● Work instructions:
Your answer should hold exactly the lines from the line containing "Thank you for the photo. Could you please annotate the dual" through the end of the entries that follow.

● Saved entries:

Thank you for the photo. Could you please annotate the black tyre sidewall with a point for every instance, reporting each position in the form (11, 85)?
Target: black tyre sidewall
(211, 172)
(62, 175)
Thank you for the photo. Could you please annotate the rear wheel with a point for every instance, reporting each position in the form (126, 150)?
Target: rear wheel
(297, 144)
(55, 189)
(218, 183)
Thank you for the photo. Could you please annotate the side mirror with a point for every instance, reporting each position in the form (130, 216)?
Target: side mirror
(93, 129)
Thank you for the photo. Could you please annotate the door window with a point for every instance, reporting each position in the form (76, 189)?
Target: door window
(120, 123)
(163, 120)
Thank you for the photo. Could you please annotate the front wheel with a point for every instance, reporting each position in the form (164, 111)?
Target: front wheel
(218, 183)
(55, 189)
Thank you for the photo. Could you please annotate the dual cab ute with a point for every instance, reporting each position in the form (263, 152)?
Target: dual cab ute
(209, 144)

● Exercise answer:
Thank you for the photo. Could you please annotate the dual cab ute with a point for every instance, reporting each position in the form (263, 152)?
Target: dual cab ute
(209, 144)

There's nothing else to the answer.